EXERCISE AIM: Write out the entries verbatim and leave the images out of the copy.

RECORDS SUPPLIED:
================

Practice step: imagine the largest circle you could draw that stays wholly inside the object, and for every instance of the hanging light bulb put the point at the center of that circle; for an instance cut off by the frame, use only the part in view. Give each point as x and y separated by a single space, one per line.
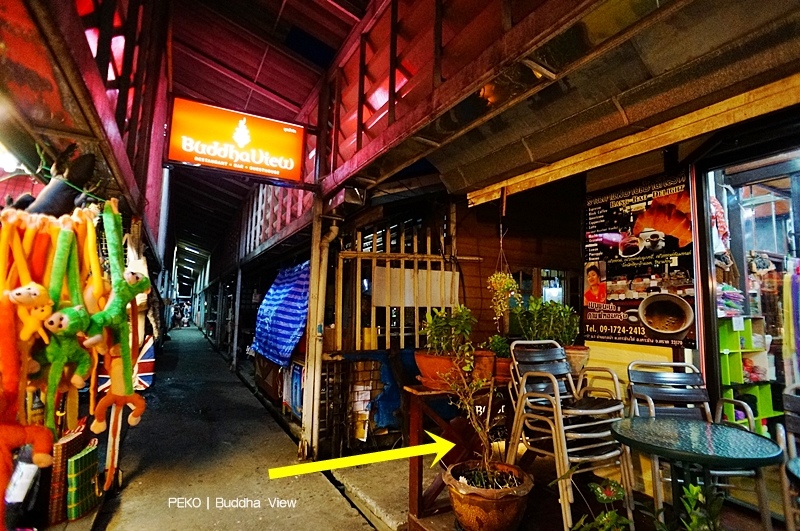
8 162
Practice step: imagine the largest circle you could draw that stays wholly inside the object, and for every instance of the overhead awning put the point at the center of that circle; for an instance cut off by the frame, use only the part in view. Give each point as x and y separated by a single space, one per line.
751 104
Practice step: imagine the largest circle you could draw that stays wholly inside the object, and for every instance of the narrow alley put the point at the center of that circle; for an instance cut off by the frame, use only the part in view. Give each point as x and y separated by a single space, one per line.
204 446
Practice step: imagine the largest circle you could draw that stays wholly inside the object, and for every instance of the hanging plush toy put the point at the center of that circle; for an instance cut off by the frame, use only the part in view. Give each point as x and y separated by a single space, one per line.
67 323
125 285
65 348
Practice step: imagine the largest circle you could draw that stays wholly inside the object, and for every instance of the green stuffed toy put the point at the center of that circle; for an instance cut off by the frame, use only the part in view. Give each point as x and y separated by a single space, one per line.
125 285
64 347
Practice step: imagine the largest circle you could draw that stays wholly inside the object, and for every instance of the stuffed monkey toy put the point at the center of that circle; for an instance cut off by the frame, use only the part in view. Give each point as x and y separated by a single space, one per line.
125 285
64 347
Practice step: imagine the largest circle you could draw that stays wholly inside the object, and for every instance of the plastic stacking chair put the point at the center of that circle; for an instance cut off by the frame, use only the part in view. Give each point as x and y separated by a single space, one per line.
678 390
572 424
787 436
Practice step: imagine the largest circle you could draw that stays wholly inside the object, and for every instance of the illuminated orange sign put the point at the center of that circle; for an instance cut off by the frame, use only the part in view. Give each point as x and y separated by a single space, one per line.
203 135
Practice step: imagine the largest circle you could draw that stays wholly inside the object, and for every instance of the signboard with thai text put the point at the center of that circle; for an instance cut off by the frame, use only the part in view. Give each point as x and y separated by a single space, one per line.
638 263
204 135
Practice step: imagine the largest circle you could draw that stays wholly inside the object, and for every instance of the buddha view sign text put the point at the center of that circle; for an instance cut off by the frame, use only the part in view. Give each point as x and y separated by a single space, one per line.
209 136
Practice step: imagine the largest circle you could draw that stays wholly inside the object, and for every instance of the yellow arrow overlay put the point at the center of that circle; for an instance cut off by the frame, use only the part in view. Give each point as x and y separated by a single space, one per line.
440 447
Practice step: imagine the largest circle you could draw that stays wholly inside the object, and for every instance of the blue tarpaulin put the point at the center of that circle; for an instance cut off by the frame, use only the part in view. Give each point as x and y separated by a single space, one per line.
282 315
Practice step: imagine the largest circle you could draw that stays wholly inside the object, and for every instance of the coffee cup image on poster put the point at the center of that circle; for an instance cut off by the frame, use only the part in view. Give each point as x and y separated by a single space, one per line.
639 242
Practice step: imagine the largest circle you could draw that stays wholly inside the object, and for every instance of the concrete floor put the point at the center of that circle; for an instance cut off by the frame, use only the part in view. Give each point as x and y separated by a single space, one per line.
206 436
205 439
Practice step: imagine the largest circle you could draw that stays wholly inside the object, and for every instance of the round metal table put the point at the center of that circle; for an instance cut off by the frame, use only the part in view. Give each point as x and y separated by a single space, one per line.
694 441
686 442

================

SOLVED EXERCISE:
Practice step: imagine the largest circle you could draw that stays wholly inside the object, and for every instance of the hanging light bulb put the point at the center of that circle; for an instance cut off by the frame, use only the part in view. Give each point as x and y separated by a single space, one per line.
8 162
Practice step: imagine the largest circle you could draw that stays wholly inside the object, and for every instance of the overhead awning put the point at the center of that circle; for an instance cut off by the frame, use only the part in view. Give each point as x and y separated by a single space, one per line.
751 104
Practice step: imagine the largest circle you could draw that stays wholly inside the object, and for every instance of the narrow alley put the point at the center of that circle; for an instance cut off by the frame, use only the part in view. Give each point as x and y separated by a single space, one per line.
204 446
Practice step: imagine the largest circle you could draw that stays wholly inside the object, and for every instance of the hanging plush toy put the point at the center of that circle; for an instance cut off by the frame, use only the part in view. Give each point as x and y separated by a single space, one per line.
67 323
125 285
65 348
Practice step: imagine the largest circle you could draw that stays wholly inside the object, and for every instance of the green stuffed toy put the point at the center of that circle; for an instance cut off by the frame, use only the part in view. Give each point as x and y separated by a single space, one per line.
125 285
64 347
Practice step: imagine the largest circle you could draw that stays wholly inside the object, and for every instance of the stuffed monkey toy put the point at the center of that circle; for an instance cut off by the frame, use only the part in view. Give each point as x and y separated by a single space, one per line.
125 285
64 347
Practice step: imagine the largest circle you could draw that stays wholly inside the object, and for every instance of the plastic stacking chair put the point at the center of that circle; for an instance cut off by the frame, use only the part in view. Give each point as x and y separated by a single space, one per line.
678 390
572 424
787 436
Practice step: imagine the largest circle you could draw that stays wholly inside the object, and for every instance of the illuminated orange sign put the point at the center of that circle; for an instance cut off by the frame, use only the part in view. Give each point as x and y separated by a single space, one per line.
203 135
Practice step: imagine the largest circle you could draw that stays wholly inside the object, and for every instance of the signboard with thai text put the point at the center of that circle; for an instance cut off by the frame, use only the part in view. Give each point as x and y separated by a single space, one per line.
638 263
204 135
Practice step: imagine the largest circle you could draw that stays wholly inside the object, and for every instance of the buddha view sign text put the point at the center of that circle; for an instance cut off by the frame, use only the part in view. Give each point as x and y separated by a single space, one per line.
209 136
Practice step: imagine the largest circle you could draw that stays wholly inside the object, and for every instance of the yellow arrow overlay put the point at the center of that circle; for an instance cut off by the frame, use only the part in view. Give each point as x and y separated by a single space, one per line.
440 447
Practice step: imagine the largest circle you could draw that stays wholly inside the object, and for every instance of the blue tarpaulin put the point at the center of that circle; for an instance cut off by the frame, use only the part in view. Give each point as x and y separated by a single space, one per line.
282 315
Practice step: imagine the largest circle you could draw that stays wholly inside the object, and for every instance of the coffee cup image on poster put the point at the center of that circle; for an instance cut off by the frame, use only the part in view. Give each point as x and y separated by a single space, one per line.
639 242
Practice step: imagine the largest circle you could draw that stays wholly inside the object, and for every instance of the concrete floor put the point at the center of that circle; for an instance cut off by the frame, use only the part in view. Give each point as x and y separated by a single space, one per line.
206 436
205 439
Practice step: imagine the largest circle you could draw that stays wholly inside the object, and for every instance of the round metal table put the point at the center of that circle; for an instance cut off by the frame, use only the part in view. Give each point as x and y separated by a single space, one per line.
694 441
686 442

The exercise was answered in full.